**** GIVEN TEXT
(New Philadelphia, Ohio) – Tobacco point-of-sale advertising, particularly in retailers surrounding schools, is associated with youth tobacco use.
A new study, “Changes in Tobacco Product Advertising at Point of Sale: 2015-2018,” in the June 2020 Pediatrics (published online May 21), found changes observed for each product’s advertising reflect national youth use rates of each tobacco product: cigarettes, cigars, smokeless tobacco, and e-cigarettes.
For example, e-cigarette advertising both inside and outside of retailers declined through 2017, but began to increase in 2018. National Youth Tobacco Survey data shows that e-cigarette use among high school students dropped from 16% in 2015 to 11.7% in 2017, but increased by 78% in 2018 to reach 20.8%. Researchers visited 141 licensed tobacco retailers operating within a half-mile buffer of 41 randomly selected New Jersey high schools starting in 2015 and returning through 2018 to track the presence of ads on the exterior and interior of the stores.
********
**** EXTRACTED RECORDS
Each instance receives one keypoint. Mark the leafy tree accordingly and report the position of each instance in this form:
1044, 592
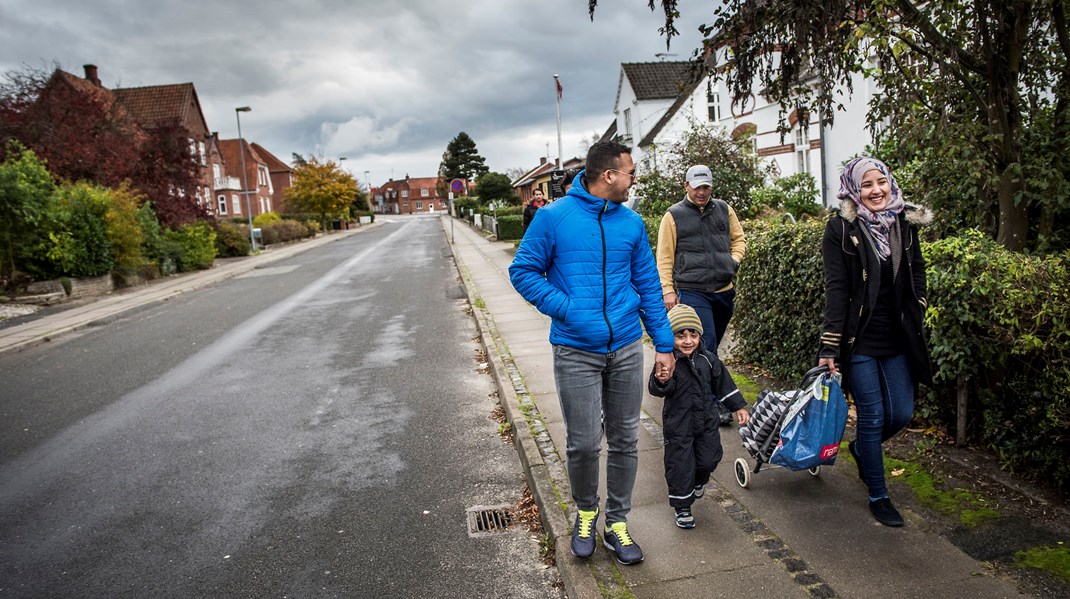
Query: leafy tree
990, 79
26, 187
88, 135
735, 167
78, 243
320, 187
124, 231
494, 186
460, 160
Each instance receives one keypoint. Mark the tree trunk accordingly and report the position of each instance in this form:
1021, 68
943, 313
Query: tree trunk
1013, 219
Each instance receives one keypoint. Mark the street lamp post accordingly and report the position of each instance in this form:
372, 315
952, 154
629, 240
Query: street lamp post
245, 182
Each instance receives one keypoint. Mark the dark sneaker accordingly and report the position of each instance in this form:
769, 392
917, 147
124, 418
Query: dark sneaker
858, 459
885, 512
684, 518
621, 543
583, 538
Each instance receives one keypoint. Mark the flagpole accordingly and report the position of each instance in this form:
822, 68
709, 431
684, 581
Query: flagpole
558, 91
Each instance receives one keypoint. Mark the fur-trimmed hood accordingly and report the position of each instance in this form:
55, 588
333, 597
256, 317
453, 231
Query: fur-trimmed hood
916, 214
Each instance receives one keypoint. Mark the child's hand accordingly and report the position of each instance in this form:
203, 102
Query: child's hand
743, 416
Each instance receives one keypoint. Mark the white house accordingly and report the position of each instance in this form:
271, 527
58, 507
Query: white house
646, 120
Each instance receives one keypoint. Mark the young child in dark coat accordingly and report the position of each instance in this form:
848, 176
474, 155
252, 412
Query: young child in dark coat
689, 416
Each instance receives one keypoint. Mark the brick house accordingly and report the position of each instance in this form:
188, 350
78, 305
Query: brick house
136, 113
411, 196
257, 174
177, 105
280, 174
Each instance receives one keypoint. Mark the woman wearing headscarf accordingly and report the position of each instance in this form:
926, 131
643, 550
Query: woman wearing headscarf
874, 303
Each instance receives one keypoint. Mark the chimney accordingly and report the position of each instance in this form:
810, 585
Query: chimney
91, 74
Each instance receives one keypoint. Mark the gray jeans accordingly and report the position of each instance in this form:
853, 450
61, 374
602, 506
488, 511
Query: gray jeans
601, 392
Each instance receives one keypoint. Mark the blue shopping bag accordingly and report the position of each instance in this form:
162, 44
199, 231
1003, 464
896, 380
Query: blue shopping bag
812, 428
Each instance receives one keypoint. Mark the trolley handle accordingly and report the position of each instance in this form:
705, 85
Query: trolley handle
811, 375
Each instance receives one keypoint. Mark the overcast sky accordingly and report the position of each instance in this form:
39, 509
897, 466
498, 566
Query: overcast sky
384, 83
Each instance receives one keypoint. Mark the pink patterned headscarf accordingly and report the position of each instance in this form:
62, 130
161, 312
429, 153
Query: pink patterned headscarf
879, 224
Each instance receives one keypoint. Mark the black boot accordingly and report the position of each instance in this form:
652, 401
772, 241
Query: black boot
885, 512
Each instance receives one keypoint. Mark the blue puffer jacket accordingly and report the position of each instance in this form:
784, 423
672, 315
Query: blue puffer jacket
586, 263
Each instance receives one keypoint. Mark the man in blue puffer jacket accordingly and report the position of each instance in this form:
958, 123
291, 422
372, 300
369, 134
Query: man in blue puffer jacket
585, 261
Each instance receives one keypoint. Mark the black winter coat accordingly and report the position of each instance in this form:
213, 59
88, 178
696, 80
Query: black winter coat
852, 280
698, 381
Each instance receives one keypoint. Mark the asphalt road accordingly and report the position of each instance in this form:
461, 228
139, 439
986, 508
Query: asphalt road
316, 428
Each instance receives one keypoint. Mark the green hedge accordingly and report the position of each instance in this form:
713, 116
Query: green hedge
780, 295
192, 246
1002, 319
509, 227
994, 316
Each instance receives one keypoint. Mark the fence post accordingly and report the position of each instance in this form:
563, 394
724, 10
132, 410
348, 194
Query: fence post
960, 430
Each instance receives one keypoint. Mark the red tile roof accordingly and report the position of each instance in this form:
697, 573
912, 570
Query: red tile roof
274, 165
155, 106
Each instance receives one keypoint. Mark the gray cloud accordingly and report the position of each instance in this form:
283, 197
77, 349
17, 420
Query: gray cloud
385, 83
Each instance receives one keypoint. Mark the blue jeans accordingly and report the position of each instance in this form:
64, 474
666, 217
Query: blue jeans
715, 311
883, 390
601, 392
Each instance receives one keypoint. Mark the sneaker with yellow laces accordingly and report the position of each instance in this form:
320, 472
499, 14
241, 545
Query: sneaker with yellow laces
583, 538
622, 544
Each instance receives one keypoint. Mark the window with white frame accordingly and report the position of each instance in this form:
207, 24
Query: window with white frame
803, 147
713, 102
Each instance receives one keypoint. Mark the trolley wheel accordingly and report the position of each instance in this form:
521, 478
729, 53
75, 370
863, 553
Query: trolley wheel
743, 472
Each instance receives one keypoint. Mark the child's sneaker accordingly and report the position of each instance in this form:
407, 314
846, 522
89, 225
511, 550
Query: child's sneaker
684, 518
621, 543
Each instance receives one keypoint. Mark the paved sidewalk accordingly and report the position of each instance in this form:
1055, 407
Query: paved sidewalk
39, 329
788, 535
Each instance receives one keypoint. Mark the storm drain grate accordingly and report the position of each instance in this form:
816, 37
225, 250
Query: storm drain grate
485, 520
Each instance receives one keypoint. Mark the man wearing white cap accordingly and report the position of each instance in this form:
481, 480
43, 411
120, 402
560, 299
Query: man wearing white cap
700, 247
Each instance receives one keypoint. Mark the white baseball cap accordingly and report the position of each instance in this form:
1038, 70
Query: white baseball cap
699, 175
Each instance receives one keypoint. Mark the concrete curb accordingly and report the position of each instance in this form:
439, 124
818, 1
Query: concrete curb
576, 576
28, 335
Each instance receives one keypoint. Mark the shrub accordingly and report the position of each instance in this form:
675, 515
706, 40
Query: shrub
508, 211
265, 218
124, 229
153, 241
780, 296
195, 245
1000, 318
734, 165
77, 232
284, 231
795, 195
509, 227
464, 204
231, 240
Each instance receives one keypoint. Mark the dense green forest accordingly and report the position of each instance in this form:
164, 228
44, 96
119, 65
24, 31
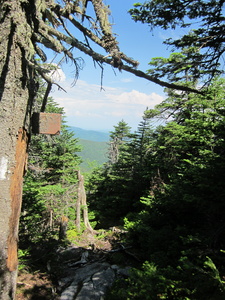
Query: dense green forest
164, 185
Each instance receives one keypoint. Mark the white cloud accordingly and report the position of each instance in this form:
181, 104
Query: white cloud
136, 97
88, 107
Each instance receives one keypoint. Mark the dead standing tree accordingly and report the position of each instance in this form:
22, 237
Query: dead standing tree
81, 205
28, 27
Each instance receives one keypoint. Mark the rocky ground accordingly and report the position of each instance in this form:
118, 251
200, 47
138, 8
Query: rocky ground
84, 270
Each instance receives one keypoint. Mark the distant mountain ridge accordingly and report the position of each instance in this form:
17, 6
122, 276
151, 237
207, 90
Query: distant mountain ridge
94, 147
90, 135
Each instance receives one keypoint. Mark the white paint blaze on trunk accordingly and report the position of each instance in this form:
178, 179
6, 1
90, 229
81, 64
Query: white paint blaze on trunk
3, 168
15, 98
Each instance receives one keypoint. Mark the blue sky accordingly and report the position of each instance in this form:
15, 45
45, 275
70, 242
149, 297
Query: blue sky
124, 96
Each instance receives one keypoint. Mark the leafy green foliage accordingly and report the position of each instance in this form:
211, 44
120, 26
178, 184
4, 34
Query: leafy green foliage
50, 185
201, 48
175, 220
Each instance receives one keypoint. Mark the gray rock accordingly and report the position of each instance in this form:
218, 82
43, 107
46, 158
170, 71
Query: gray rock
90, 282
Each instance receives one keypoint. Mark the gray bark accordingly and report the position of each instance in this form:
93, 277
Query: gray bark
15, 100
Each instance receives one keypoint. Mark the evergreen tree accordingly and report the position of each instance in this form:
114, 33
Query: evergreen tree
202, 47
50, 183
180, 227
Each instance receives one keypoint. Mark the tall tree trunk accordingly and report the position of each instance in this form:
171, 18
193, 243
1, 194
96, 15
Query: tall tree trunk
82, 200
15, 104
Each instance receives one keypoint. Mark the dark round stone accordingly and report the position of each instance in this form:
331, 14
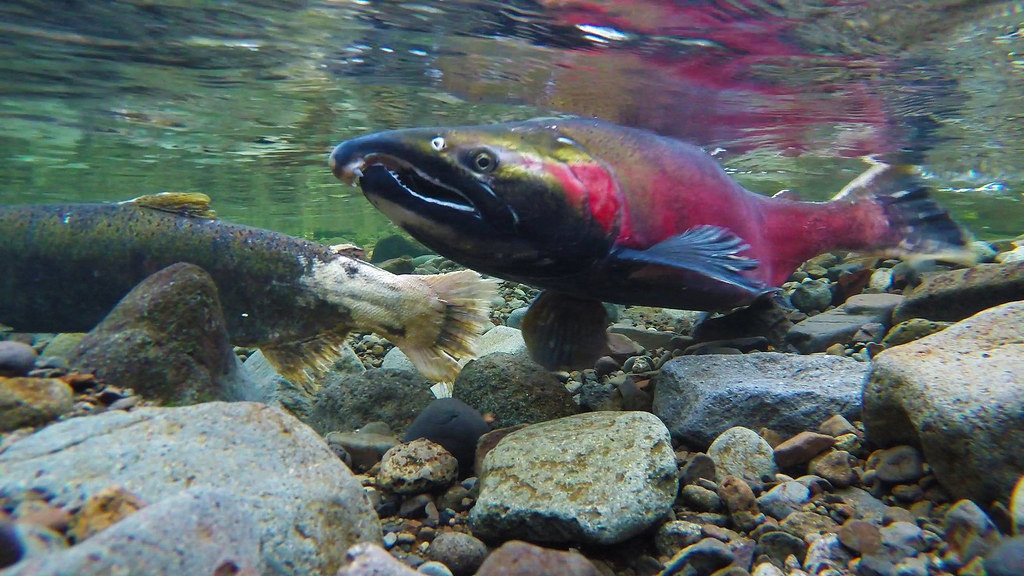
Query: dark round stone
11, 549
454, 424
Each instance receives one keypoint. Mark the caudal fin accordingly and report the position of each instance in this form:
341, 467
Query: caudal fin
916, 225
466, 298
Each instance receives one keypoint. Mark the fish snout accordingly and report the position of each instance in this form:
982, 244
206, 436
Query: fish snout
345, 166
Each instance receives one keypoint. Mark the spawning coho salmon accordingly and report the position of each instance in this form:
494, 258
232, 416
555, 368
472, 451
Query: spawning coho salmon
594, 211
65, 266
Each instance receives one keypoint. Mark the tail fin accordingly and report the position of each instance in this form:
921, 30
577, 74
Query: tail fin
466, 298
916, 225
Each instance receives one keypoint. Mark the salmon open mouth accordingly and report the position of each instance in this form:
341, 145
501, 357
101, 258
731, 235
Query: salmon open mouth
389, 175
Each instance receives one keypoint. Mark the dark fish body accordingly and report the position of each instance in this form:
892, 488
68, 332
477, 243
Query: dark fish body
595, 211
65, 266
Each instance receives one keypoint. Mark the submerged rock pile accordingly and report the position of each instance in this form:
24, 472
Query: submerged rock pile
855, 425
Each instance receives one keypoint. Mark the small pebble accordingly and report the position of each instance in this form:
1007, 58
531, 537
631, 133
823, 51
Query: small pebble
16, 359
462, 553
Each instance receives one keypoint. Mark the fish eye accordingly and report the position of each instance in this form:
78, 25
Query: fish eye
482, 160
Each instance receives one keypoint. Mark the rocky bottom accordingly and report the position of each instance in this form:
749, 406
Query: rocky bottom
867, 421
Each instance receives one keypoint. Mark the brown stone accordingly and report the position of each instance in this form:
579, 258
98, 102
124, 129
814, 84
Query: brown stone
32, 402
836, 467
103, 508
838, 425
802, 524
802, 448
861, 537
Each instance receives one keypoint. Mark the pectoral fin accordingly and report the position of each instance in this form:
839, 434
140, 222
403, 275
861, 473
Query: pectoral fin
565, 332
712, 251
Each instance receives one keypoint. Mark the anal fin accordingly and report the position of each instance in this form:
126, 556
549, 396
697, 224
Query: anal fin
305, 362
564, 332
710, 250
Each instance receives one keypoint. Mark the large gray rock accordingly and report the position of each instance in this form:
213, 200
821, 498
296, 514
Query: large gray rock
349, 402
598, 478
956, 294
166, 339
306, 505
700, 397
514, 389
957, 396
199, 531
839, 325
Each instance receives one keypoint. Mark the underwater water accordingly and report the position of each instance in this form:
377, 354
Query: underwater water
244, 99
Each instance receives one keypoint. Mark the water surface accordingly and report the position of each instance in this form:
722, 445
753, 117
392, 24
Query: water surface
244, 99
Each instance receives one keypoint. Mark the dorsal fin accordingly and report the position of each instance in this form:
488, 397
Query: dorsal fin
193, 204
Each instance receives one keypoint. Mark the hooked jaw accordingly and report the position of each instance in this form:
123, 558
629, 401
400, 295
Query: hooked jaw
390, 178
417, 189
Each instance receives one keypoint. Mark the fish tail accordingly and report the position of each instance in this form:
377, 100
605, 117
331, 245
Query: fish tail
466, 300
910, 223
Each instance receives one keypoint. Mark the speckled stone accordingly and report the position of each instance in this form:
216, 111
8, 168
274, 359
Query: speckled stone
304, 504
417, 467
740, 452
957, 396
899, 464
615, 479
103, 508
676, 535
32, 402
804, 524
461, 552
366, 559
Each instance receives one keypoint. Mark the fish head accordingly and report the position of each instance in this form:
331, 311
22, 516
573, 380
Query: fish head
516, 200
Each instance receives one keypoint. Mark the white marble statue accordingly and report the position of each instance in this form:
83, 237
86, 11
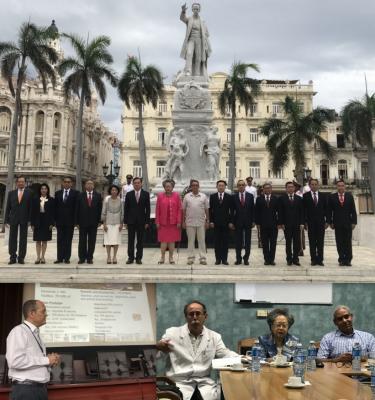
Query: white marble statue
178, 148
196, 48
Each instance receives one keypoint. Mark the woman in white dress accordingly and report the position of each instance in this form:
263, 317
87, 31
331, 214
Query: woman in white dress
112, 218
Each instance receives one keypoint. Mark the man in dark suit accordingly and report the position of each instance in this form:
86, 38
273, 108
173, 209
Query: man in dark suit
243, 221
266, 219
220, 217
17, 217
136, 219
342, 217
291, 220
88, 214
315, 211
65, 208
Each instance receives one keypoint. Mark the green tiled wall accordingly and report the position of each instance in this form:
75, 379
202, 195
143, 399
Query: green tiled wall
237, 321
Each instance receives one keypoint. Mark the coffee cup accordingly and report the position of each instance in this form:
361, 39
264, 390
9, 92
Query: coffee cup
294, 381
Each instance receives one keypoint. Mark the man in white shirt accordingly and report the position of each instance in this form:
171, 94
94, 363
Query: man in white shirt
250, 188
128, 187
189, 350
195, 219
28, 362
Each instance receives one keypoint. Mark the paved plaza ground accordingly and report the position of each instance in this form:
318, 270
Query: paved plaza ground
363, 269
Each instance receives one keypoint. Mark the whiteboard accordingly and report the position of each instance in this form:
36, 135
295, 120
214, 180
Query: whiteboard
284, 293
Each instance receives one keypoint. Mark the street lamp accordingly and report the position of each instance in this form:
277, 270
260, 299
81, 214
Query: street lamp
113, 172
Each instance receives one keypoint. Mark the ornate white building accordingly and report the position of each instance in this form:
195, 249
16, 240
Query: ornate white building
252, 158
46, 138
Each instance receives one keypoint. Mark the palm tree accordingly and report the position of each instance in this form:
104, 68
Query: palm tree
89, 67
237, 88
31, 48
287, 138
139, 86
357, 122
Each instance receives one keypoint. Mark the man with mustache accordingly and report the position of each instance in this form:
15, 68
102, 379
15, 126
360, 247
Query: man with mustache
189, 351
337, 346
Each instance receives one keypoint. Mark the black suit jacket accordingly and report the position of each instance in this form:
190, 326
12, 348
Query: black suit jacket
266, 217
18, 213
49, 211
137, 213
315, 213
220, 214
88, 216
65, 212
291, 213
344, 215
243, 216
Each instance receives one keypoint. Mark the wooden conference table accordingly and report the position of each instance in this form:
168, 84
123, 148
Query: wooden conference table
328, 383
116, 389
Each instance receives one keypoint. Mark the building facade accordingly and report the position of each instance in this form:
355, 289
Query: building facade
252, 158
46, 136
********
## TASK INSTRUCTIONS
A: List every tobacco product the passage on tobacco advertising names as one whose advertising the study tracked.
B: Output the part of the tobacco advertising passage that begins at the words "For example, e-cigarette" and stops after "of the stores.", copying it unchanged.
C: Pick up the tobacco advertising passage after its last sentence and keep writing it.
The items come from a source other than the passage on tobacco advertising.

## ANSWERS GIVEN
A:
cigarettes
cigars
smokeless tobacco
e-cigarettes

B:
For example, e-cigarette advertising both inside and outside of retailers declined through 2017, but began to increase in 2018. National Youth Tobacco Survey data shows that e-cigarette use among high school students dropped from 16% in 2015 to 11.7% in 2017, but increased by 78% in 2018 to reach 20.8%. Researchers visited 141 licensed tobacco retailers operating within a half-mile buffer of 41 randomly selected New Jersey high schools starting in 2015 and returning through 2018 to track the presence of ads on the exterior and interior of the stores.

C:
Cigarettes were advertised on the outside of more than half of the visited tobacco retailers. Chain convenience stores had the most exterior tobacco advertising compared to all other types of stores, and these chain stores were the primary drivers of exterior tobacco advertising near schools.
Researchers concluded that youth are affected by exposure to tobacco ads at point of sale, but additional research in other parts of the country or at a national level could lead to more robust conclusions about how store tobacco ads impact US youth, building evidence for regulatory efforts to minimize youth exposure to tobacco marketing, and ultimately reduce youth tobacco use.